Selected passage —

▼

Section 3. Covenants as to Common Stock. The Company hereby covenants
and agrees as follows:
(a) This Warrant is, and any Warrants issued in substitution
for or replacement of this Warrant will upon issuance be, duly authorized and
validly issued.
(b) All Warrant Shares which may be issued upon the exercise
of the rights represented by this Warrant will, upon issuance, be validly
issued, fully paid and nonassessable and free from all taxes, liens and charges
with respect to the issue thereof.
(c) During the period within which the rights represented by
this Warrant may be exercised, the Company will at all times have authorized and
reserved at least one hundred percent (100%) of the number of shares of Common
Stock needed to provide for the exercise of the rights then represented by this
Warrant and the par value of said shares will at all times be less than or equal
to the applicable Warrant Exercise Price. If at any time the Company does not
have a sufficient number of shares of Common Stock authorized and available,
then the Company shall call and hold a special meeting of its stockholders
within sixty (60) days of that time for the sole purpose of increasing the
number of authorized shares of Common Stock.
(d) The Company will not, by amendment of its Articles of
Incorporation or through any reorganization, transfer of assets, consolidation,
merger, dissolution, issue or sale of securities, or any other voluntary action,
avoid or seek to avoid the observance or performance of any of the terms to be
observed or performed by it hereunder, but will at all times in good faith
assist in the carrying out of all the provisions of this Warrant and in the
taking of all such action as may reasonably be requested by the holder of this
Warrant in order to protect the exercise privilege of the holder of this Warrant
against dilution or other impairment, consistent with the tenor and purpose of
this Warrant. The Company will not increase the par value of any shares of
Common Stock receivable upon the exercise of this Warrant above the Warrant
Exercise Price then in effect, and (ii) will take all such actions as may be
necessary or appropriate in order that the Company may validly and legally issue
fully paid and nonassessable shares of Common Stock upon the exercise of this
Warrant.

▲

Data excerpt —

▼

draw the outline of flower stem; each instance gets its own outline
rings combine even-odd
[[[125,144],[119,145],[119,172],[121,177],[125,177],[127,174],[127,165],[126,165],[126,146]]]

▲

Under the covenants on common stock, within how many days must the Company hold a special stockholders' meeting if it lacks enough authorized and available shares?

Within sixty (60) days.